[Dataset excerpts start]

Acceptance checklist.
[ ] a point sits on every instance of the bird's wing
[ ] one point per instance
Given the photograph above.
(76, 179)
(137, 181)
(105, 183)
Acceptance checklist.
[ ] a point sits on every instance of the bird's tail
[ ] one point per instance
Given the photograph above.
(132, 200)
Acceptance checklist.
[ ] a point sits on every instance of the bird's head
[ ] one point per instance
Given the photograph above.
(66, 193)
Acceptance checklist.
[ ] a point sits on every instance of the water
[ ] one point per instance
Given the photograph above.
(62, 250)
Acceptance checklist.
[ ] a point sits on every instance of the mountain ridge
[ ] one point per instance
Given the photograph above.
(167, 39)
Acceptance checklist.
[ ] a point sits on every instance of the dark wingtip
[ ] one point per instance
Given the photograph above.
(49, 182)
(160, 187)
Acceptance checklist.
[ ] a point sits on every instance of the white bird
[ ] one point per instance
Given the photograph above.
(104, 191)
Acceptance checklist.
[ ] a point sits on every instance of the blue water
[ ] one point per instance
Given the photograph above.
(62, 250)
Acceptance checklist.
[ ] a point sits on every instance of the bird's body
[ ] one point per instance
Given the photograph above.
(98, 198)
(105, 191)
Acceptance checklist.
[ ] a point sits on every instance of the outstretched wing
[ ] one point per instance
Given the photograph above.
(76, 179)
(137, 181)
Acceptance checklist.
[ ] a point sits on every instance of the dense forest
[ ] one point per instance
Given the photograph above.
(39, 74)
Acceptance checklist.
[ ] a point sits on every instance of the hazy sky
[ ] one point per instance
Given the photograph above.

[Dataset excerpts end]

### Directive
Please rewrite all of the material above, renaming "Acceptance checklist" to "Review checklist" everywhere it occurs and leaving every other part unchanged.

### Result
Review checklist.
[ ] a point sits on every instance of the bird's wing
[ ] one point per instance
Given the photograph above.
(76, 179)
(137, 181)
(105, 183)
Review checklist.
[ ] a point sits on every instance of the bird's tail
[ ] one point per instance
Given the photograph above.
(132, 200)
Review checklist.
[ ] a point sits on every instance of the bird's head
[ ] one point per instance
Given the photograph above.
(66, 193)
Review checklist.
[ ] a point sits on every instance of the water
[ ] one point per instance
Given the photograph above.
(62, 250)
Review checklist.
[ ] a point sits on every instance of the mountain ridge
[ ] one point per instance
Given the photograph above.
(167, 39)
Review checklist.
[ ] a point sits on every instance of the dark wingtip
[ ] one point per instance
Given the photograph above.
(49, 182)
(160, 187)
Review checklist.
[ ] a point sits on every instance of the white bird
[ ] one point per instance
Given the photograph above.
(104, 191)
Review checklist.
[ ] a point sits on every instance of the blue water
[ ] one point per instance
Given the photograph above.
(62, 250)
Review checklist.
[ ] a point sits on every instance of the bird's body
[ ] one point per instance
Given the photograph above.
(98, 198)
(105, 191)
Review checklist.
[ ] a point sits on every instance of the outstretched wing
[ ] one point per instance
Given the photograph above.
(76, 179)
(137, 181)
Review checklist.
[ ] a point sits on every instance of the dense forest
[ ] one point per instance
Given the photograph above.
(39, 74)
Review checklist.
[ ] a point sits on every instance of the hazy sky
[ ] one point per instance
Given the photograph above.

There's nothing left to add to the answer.